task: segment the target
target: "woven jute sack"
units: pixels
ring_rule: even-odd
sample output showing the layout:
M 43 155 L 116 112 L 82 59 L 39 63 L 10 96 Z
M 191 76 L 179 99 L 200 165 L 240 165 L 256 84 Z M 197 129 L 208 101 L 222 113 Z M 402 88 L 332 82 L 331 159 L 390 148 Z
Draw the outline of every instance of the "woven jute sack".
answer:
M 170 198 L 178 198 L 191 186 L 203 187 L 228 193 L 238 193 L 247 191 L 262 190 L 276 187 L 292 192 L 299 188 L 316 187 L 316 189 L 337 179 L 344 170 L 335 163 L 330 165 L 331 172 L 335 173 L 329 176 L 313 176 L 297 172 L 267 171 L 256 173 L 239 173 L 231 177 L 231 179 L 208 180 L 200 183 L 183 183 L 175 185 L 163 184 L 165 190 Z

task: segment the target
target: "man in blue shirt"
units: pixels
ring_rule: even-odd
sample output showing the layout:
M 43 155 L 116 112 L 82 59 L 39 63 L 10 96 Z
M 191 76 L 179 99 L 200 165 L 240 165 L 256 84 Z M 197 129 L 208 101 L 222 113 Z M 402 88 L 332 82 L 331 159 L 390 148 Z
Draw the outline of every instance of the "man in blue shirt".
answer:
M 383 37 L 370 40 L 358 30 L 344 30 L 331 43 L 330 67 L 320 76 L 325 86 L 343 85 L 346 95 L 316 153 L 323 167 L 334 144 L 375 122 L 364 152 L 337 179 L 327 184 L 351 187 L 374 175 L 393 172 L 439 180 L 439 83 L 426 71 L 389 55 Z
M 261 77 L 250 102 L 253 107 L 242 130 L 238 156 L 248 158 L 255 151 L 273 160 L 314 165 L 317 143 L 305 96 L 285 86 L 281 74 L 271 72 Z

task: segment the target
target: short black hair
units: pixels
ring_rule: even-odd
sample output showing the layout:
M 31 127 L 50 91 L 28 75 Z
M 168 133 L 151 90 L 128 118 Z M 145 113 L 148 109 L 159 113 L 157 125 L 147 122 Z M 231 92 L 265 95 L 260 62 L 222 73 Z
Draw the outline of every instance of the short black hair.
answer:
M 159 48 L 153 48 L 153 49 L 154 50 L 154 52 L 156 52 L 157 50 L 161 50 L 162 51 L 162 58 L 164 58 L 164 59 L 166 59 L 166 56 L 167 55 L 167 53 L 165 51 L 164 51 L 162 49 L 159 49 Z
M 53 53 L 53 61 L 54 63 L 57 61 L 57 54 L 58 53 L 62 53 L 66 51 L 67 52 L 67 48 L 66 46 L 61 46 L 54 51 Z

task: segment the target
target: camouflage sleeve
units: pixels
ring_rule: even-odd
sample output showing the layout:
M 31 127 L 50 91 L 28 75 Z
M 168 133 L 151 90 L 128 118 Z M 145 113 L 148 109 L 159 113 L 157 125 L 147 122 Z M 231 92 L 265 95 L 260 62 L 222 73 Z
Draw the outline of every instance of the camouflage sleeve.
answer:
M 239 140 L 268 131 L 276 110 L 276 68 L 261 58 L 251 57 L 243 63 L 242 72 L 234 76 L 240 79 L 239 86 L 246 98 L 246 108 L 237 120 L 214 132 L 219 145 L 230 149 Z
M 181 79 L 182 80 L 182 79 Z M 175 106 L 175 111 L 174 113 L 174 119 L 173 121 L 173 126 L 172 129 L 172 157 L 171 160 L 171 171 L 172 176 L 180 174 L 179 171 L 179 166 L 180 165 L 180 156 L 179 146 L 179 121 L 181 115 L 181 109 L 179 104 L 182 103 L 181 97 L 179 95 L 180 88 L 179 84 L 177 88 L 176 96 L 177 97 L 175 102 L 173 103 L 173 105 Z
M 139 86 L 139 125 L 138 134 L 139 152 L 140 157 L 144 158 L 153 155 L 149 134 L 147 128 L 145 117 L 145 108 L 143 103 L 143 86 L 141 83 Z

#####

▸ **Task brief**
Collect every line from the rows above that contains the word "short".

▸ **Exercise response**
target: short black hair
Draw the outline of every instance of the short black hair.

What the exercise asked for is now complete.